Directions for this task>
Can you return, word for word, the part of the threat actor group mapping text below starting at "- Compare techniques" and ending at "the YAML file."?

Text section>
---

Threat actor group mapping
The group functionality of DeTT&CT allows you to:
- Get an overall heat map based on all threat actor group data present in ATT&CK. Please note that like all data there is bias. As very well explained by MITRE: Building an ATT&CK Sightings Ecosystem.
- Create heat maps based on a subset of groups present in the ATT&CK data of MITRE.
- Create your heat maps based on the intelligence you get from your intelligence team or on techniques performed in red team exercises.
- Compare techniques used by threat actors with your level of visibility or detection to uncover possible gaps and improvements.
- Compare threat actor groups.
- Visualise the potential capabilities of a threat actor based on the software they use (
--software-group)
You can record the following information on threat actors in YAML group administration files:
- The name of the threat actor.
- A possible threat actor campaign name.
- Techniques used by this threat actor.
- Software used by this threat actor (also see the option:
--software-group) - A flag to indicate if the group must be enabled when DeTT&CT loads the YAML file.
The generated layer file below contains a heat map based on all threat actor data within ATT&CK. The darker the colour in the heat map, the more often the technique is being used among groups.
python dettect.py g
The generated layer file below contains a mapping based on threat actor data stored in a group YAML file.
python dettect.py g -g sample-data/groups.yaml

---

(Stored records)
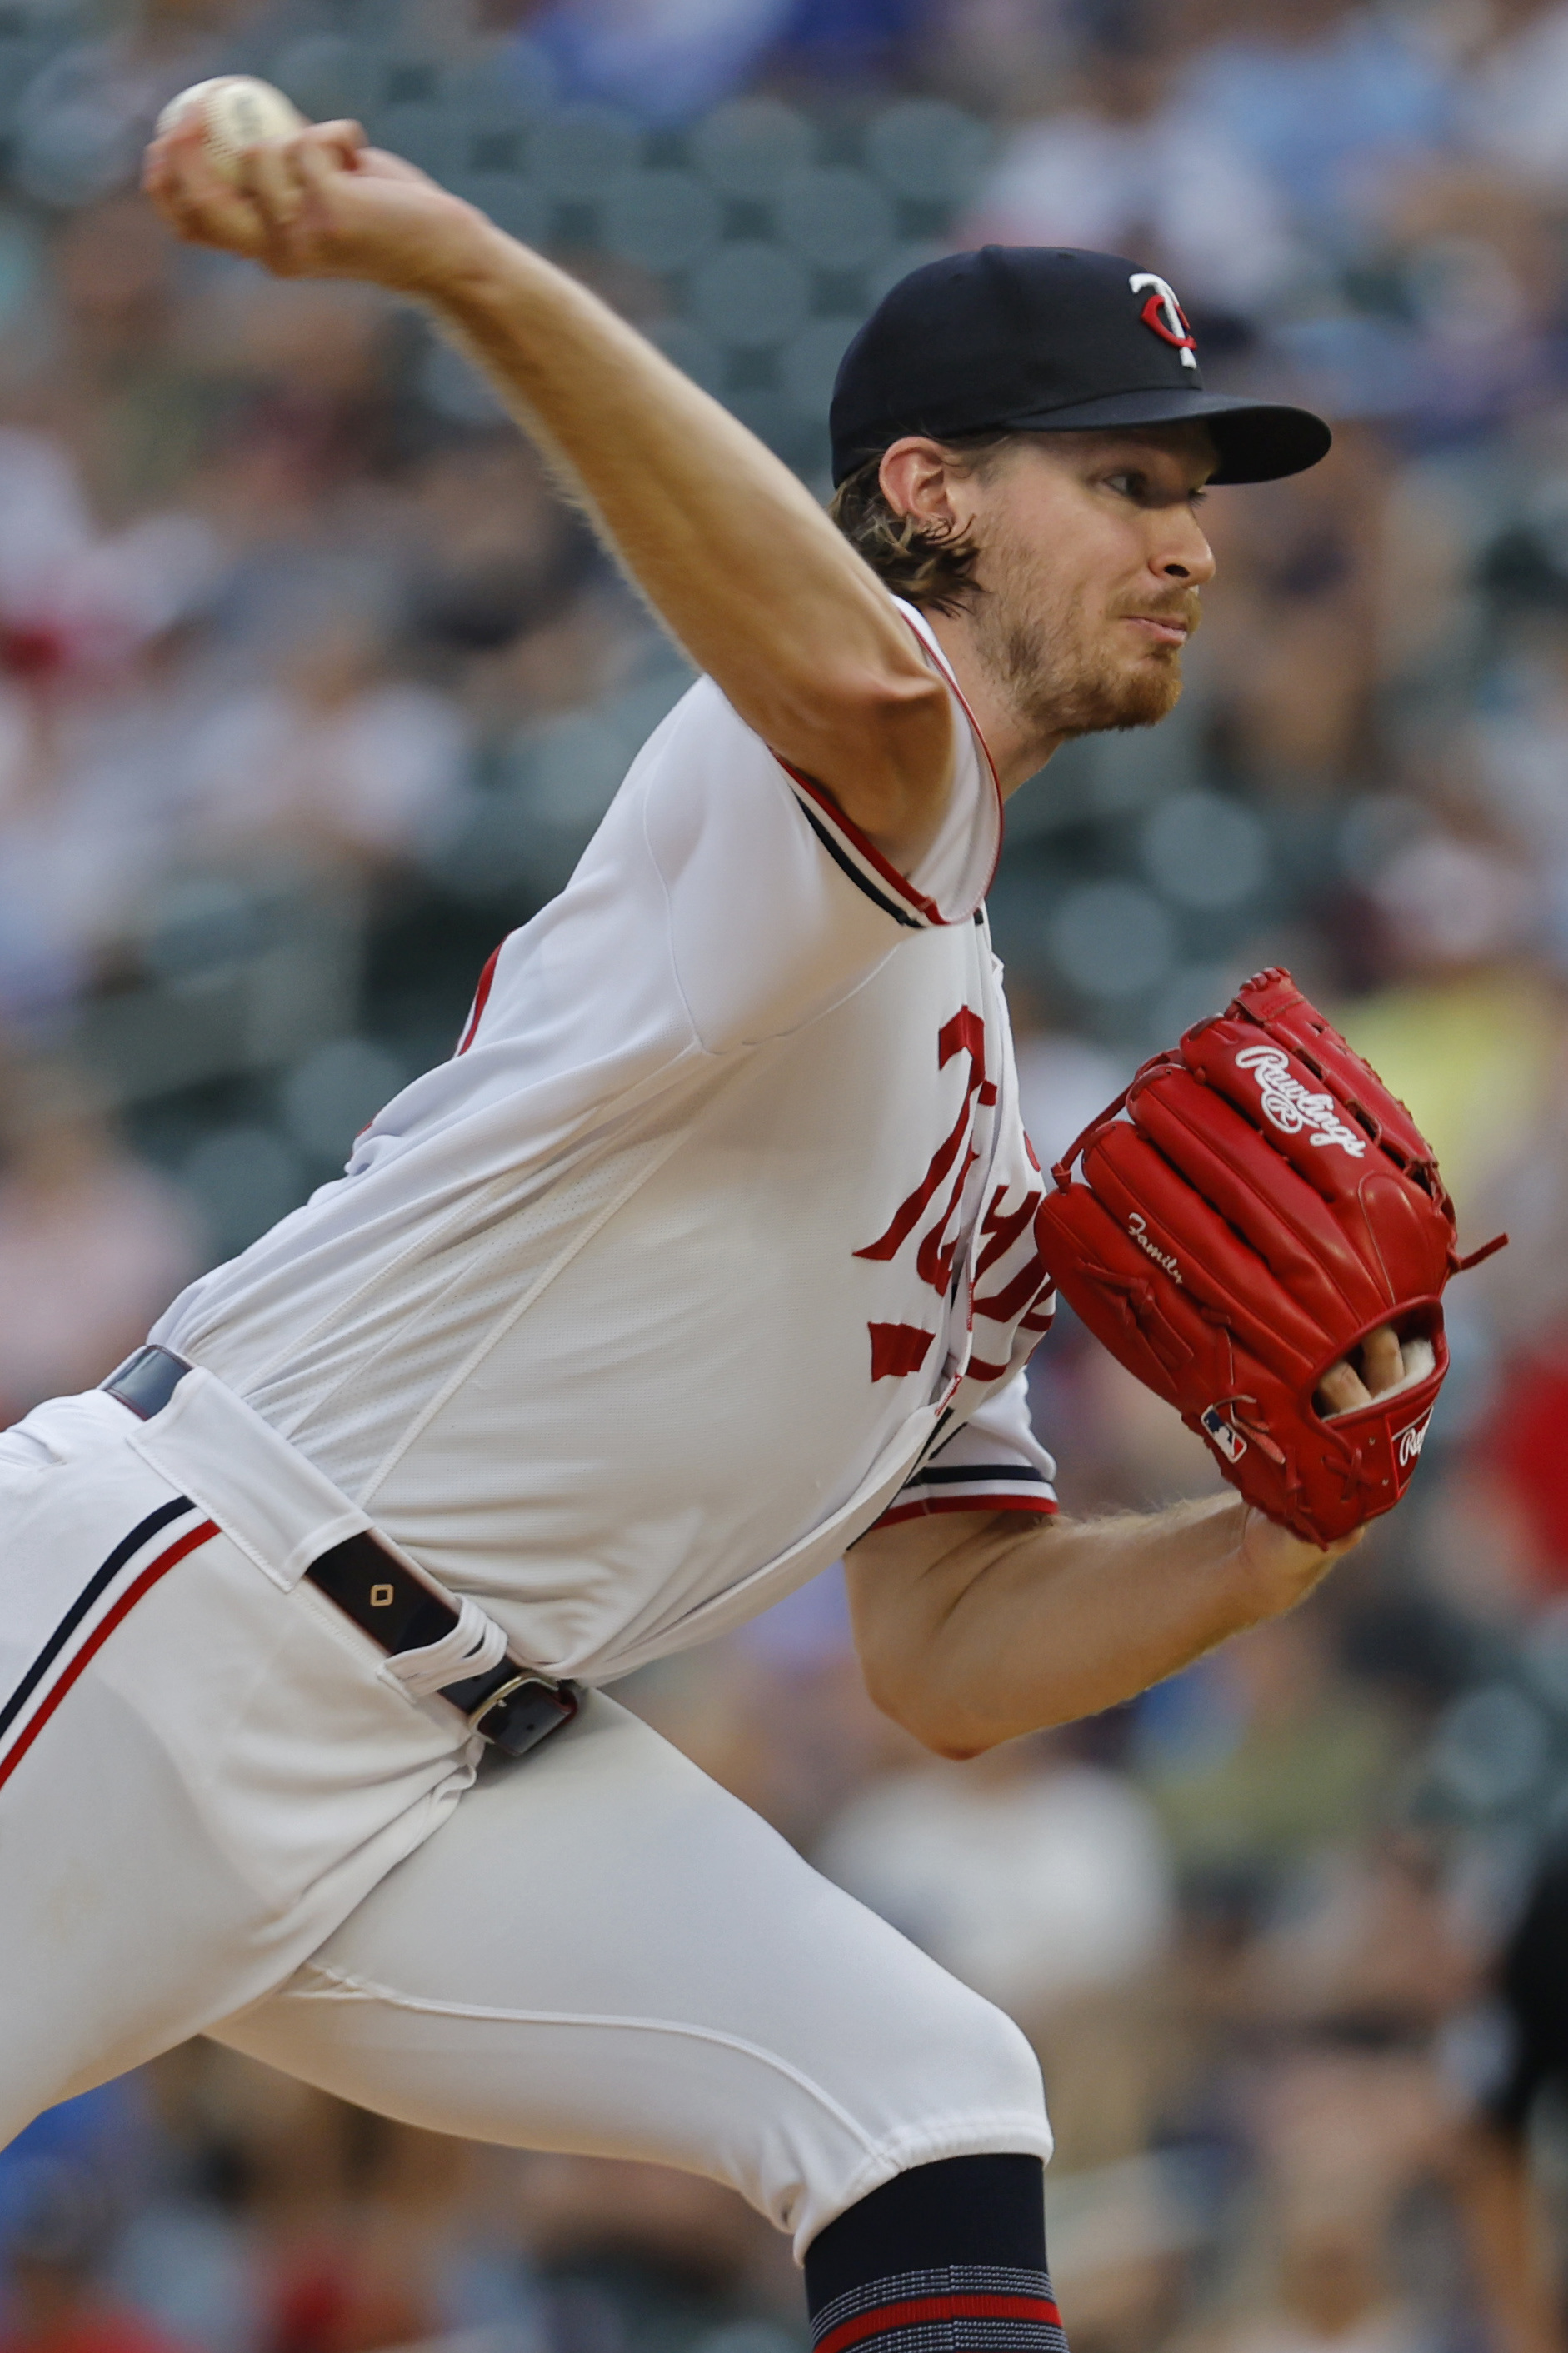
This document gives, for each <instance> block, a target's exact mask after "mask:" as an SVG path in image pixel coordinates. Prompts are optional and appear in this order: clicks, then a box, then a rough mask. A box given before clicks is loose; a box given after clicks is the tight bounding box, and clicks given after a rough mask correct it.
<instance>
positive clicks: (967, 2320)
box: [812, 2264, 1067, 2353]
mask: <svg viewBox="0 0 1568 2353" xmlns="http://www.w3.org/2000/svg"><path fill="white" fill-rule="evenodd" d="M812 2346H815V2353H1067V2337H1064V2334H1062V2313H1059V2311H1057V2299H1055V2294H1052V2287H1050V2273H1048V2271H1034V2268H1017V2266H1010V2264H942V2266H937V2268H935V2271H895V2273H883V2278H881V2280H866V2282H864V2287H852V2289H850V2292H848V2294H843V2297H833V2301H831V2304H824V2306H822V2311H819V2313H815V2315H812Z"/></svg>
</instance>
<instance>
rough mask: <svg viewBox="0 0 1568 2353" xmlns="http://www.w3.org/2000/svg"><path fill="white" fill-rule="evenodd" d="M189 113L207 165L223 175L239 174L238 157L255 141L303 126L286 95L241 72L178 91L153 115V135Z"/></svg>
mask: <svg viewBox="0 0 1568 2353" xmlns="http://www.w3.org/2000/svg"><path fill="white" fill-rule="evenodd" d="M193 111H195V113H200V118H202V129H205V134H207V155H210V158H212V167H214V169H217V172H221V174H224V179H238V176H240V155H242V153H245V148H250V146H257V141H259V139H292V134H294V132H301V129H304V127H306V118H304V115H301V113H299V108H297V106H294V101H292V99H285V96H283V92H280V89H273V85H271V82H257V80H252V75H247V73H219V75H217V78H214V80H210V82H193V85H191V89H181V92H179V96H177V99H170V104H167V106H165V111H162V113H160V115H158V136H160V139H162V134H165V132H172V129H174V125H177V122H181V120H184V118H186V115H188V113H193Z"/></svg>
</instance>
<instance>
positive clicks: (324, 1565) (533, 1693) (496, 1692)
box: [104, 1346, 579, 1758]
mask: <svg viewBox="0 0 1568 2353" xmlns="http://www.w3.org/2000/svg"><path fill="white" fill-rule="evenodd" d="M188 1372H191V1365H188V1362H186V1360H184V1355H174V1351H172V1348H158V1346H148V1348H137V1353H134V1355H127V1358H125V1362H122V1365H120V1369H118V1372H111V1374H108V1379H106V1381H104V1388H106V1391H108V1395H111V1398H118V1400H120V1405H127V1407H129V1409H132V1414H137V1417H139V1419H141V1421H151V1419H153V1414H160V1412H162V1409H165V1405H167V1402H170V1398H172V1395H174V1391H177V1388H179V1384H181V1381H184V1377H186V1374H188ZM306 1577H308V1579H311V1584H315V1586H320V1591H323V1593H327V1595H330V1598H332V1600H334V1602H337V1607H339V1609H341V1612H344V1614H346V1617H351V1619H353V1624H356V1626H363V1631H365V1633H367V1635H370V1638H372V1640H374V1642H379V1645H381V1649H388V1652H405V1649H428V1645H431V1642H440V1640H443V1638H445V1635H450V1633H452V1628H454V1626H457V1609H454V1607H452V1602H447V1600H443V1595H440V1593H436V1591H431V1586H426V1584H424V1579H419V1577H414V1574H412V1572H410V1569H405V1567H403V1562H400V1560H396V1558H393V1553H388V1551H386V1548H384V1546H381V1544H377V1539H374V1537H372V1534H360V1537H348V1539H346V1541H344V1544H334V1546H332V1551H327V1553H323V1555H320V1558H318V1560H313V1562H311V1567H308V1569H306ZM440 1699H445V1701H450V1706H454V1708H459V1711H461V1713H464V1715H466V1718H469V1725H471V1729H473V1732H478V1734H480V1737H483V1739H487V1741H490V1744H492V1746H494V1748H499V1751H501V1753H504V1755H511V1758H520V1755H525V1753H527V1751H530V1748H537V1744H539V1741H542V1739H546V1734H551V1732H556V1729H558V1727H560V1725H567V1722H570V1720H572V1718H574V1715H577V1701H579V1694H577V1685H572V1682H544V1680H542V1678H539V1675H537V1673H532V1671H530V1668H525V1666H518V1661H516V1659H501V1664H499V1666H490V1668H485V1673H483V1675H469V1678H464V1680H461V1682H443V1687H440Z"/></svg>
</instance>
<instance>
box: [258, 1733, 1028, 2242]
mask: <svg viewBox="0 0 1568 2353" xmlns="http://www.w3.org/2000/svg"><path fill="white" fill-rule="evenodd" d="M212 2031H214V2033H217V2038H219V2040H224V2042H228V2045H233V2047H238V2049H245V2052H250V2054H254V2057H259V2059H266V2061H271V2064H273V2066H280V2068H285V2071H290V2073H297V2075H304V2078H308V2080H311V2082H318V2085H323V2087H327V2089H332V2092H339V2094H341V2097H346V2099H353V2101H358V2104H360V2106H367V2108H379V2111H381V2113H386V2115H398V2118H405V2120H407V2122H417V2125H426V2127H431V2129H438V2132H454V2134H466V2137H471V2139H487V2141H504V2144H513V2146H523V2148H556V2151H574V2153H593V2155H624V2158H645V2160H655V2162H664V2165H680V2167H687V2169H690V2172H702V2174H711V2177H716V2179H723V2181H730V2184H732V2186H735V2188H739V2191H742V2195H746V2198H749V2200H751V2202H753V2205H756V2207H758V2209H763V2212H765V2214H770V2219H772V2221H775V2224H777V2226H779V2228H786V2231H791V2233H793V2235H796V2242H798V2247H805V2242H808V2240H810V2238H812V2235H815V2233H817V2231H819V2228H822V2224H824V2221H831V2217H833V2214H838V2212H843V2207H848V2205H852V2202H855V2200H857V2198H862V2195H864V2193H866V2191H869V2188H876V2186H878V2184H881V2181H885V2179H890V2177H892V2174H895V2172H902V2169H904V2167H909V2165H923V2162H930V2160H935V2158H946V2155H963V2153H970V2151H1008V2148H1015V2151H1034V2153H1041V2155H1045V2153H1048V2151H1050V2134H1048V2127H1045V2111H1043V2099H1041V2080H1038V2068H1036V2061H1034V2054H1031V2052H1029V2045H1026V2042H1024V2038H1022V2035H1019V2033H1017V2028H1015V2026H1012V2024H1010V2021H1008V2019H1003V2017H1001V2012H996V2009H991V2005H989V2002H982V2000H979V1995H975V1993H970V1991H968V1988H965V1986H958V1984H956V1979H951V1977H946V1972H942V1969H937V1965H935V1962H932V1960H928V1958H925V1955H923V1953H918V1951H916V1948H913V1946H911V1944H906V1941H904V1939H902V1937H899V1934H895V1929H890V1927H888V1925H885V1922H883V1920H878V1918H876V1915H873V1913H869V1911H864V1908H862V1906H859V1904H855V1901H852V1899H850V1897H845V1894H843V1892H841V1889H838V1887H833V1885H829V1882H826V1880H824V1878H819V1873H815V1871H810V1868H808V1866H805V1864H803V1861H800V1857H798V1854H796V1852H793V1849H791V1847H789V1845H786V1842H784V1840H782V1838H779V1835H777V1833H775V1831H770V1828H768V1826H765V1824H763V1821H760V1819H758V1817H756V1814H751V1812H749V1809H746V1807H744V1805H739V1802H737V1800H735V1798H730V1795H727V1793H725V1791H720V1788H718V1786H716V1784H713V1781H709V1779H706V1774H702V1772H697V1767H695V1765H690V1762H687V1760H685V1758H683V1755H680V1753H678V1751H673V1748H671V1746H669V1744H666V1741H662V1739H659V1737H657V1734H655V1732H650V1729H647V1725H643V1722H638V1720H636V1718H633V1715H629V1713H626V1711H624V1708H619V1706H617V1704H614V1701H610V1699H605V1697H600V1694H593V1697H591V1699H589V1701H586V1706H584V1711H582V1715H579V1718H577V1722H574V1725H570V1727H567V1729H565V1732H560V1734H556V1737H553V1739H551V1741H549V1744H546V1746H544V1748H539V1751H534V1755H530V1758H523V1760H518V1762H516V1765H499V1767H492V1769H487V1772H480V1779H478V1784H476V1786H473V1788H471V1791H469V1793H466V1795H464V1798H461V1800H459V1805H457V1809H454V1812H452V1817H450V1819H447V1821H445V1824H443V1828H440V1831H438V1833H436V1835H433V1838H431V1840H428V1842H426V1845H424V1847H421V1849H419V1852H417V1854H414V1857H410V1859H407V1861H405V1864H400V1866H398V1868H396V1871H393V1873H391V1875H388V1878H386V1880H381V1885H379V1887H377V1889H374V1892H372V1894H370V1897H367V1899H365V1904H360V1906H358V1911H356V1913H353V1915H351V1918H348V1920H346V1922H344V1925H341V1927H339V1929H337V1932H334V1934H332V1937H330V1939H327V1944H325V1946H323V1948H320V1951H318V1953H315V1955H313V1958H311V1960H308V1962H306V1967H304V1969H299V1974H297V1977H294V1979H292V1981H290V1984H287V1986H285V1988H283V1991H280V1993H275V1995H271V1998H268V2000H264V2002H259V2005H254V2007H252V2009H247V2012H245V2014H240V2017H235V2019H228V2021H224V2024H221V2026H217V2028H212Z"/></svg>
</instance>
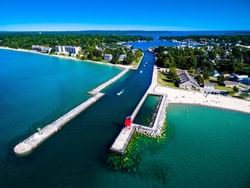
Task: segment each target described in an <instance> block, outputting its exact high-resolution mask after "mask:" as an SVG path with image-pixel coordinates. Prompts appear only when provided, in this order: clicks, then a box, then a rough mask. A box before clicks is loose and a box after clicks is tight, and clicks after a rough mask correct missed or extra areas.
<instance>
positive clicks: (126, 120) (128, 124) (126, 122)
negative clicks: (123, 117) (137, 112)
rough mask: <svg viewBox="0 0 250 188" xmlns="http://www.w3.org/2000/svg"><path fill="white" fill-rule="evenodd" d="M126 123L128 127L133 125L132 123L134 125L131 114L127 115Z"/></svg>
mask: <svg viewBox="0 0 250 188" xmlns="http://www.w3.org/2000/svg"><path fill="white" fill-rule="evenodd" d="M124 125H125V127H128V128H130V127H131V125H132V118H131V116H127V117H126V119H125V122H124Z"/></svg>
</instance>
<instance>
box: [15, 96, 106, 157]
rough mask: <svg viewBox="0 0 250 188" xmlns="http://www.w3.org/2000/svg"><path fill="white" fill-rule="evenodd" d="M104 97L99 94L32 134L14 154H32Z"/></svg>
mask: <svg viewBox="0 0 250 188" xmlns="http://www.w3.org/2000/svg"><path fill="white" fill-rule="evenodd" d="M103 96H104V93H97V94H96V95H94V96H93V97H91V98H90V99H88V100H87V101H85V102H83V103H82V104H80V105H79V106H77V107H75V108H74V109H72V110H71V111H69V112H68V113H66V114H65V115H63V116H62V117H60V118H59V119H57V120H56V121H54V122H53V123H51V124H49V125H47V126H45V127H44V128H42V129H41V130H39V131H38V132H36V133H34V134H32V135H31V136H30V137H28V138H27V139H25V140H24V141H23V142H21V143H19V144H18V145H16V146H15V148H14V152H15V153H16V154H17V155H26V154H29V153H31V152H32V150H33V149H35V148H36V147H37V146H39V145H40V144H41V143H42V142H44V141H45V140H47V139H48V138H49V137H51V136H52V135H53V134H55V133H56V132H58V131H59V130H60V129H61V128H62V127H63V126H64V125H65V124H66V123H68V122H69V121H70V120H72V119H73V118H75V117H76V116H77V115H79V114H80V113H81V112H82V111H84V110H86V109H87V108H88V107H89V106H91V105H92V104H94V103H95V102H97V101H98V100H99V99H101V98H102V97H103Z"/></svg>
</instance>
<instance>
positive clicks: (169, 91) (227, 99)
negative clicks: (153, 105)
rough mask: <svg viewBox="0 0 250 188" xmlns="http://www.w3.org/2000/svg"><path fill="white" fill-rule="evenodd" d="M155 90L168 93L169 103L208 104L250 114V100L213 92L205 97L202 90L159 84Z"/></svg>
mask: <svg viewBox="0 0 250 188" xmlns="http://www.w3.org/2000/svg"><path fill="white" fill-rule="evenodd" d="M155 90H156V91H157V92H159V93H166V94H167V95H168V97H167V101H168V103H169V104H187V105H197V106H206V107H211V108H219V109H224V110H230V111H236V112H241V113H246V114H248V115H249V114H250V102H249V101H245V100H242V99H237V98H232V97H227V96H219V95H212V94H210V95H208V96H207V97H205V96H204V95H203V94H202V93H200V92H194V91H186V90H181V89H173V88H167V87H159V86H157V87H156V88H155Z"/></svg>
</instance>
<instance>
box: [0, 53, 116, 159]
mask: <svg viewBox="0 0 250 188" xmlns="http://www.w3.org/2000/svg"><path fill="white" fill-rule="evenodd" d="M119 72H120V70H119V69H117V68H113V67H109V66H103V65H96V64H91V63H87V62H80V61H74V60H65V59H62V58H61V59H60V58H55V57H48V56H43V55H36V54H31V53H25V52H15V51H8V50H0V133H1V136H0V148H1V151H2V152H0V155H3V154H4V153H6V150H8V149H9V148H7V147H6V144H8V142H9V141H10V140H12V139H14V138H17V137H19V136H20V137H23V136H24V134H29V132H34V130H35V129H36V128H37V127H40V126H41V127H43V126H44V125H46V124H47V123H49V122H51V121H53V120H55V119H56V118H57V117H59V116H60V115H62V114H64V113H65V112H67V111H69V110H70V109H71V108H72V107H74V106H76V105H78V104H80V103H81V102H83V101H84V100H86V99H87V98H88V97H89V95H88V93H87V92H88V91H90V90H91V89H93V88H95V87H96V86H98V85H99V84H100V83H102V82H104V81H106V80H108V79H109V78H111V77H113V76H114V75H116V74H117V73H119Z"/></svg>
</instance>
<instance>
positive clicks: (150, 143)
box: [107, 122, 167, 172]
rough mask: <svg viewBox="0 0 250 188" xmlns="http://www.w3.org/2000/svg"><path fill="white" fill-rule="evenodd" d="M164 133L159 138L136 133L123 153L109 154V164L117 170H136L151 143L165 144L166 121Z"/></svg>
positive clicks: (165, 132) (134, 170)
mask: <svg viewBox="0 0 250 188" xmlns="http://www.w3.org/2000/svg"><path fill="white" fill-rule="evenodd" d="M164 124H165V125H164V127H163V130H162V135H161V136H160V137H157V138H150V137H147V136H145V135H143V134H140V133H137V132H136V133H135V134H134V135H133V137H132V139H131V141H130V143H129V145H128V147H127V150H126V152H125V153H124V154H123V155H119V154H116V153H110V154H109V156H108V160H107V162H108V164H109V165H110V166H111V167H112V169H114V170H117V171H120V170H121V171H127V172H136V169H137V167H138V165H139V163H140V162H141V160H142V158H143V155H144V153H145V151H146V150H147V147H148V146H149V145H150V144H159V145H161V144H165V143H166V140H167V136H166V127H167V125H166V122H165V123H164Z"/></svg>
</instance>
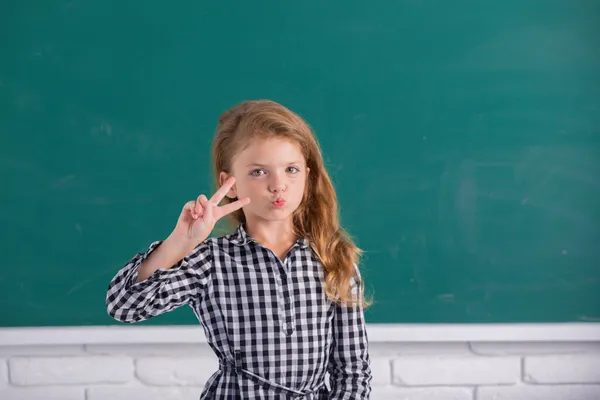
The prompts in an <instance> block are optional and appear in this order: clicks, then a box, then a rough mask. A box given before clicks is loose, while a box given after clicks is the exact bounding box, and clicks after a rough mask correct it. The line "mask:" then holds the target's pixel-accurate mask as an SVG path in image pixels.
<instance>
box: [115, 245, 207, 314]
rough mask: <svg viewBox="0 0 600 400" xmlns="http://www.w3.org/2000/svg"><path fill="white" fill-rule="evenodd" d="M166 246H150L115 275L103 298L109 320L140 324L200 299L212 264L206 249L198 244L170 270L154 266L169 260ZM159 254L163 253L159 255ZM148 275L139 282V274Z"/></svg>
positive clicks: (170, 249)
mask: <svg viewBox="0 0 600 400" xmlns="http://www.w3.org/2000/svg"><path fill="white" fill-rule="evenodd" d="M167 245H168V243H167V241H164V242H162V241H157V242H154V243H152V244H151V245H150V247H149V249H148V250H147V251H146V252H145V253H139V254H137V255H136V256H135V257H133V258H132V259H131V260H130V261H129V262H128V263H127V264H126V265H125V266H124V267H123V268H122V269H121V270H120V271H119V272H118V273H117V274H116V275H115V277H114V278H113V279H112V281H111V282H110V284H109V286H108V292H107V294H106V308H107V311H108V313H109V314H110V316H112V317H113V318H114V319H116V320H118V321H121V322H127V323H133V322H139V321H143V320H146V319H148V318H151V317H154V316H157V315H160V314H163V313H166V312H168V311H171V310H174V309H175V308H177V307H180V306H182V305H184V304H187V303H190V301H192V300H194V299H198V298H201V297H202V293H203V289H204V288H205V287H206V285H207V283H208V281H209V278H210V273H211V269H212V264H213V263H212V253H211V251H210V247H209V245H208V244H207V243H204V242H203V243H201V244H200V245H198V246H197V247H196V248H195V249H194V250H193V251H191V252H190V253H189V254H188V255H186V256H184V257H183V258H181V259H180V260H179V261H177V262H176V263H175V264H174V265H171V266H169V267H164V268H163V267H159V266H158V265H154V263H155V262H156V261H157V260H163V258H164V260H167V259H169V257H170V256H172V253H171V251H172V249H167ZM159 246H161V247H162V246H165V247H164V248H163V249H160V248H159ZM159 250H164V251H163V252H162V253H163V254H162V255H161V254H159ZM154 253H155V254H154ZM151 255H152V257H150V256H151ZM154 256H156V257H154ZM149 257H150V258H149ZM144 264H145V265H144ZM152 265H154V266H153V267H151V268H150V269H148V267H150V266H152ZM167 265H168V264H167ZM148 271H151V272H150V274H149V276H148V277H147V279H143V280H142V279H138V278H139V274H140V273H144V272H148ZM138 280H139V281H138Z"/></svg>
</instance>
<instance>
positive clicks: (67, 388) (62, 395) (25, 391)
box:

---

Solution for this exercise>
- Compare techniques used by threat actors with your level of visibility or detection to uncover possible gaps and improvements.
- Compare threat actor groups.
- Visualise the potential capabilities of a threat actor based on the software they use (
--software-group)
You can record the following information on threat actors in YAML group administration files:
- The name of the threat actor.
- A possible threat actor campaign name.
- Techniques used by this threat actor.
- Software used by this threat actor (also see the option:
--software-group) - A flag to indicate if the group must be enabled when DeTT&CT loads the YAML file.